◆ DEMANDE ÉCRITE: Reproduisez mot pour mot le récit consacré à Aye, du titre jusqu'à la dernière phrase.

◆ PAGE:
■ ■ ■ ■

Jeune fille à vendre et échanger.

      Au IXème siècle, à  la mort de son père Antoine, duc d’Avignon, de Marseille et de Valence, Aye est mariée par son oncle Charlemagne au sénéchal Garnier de Nanteuil. Cependant Béranger, fils de Ganelon le traître, prétend qu’elle lui avait été promise par Antoine. Devant suivre Charlemagne à la guerre, Garnier confie sa jeune épousée à une escorte chargée de la ramener à Avignon.

Béranger la rattrape mais elle s’échappe en se jetant dans une rivière. Des pêcheurs témoignant avoir vu une fée d’une grande beauté gagner un couvent proche, les fidèles de Garnier l’y retrouvent et la conduisent dans son palais d’Avignon.

■ ■ ■ ■

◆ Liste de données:
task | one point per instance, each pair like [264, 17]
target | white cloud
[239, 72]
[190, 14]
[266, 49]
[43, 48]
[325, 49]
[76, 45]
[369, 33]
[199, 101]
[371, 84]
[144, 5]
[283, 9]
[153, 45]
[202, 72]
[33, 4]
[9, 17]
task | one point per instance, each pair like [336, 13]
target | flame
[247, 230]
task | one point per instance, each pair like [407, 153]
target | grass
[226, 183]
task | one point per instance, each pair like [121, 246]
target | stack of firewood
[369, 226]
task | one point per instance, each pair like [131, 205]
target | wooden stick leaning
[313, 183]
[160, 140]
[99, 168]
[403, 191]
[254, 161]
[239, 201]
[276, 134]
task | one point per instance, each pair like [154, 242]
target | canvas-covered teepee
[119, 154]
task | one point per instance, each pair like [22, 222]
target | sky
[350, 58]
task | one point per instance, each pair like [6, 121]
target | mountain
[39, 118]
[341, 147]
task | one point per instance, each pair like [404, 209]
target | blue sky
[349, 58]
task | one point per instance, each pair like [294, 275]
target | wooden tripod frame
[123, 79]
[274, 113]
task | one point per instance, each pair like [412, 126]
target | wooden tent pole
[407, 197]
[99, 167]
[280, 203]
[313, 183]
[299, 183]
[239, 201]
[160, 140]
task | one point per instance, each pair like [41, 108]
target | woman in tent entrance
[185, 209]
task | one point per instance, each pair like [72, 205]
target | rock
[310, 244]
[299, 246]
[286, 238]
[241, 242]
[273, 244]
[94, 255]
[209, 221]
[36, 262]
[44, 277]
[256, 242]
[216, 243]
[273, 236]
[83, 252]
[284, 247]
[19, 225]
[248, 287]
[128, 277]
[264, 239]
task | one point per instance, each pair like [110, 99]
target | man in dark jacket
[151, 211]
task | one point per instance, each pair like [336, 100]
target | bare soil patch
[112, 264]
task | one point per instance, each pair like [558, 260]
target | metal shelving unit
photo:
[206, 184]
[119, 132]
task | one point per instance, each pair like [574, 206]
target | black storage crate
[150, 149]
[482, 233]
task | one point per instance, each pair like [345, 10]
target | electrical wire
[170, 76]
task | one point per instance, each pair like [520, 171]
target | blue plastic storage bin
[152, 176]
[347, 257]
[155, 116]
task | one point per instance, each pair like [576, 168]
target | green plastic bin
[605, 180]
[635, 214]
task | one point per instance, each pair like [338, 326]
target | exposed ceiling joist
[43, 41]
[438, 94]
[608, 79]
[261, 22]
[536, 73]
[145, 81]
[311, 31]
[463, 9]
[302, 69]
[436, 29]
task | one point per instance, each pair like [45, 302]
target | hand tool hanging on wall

■ ■ ■ ■

◆ PROBLÈME RÉSOLU:
Jeune fille à vendre et échanger.

      Au IXème siècle, à  la mort de son père Antoine, duc d’Avignon, de Marseille et de Valence, Aye est mariée par son oncle Charlemagne au sénéchal Garnier de Nanteuil. Cependant Béranger, fils de Ganelon le traître, prétend qu’elle lui avait été promise par Antoine. Devant suivre Charlemagne à la guerre, Garnier confie sa jeune épousée à une escorte chargée de la ramener à Avignon.

Béranger la rattrape mais elle s’échappe en se jetant dans une rivière. Des pêcheurs témoignant avoir vu une fée d’une grande beauté gagner un couvent proche, les fidèles de Garnier l’y retrouvent et la conduisent dans son palais d’Avignon.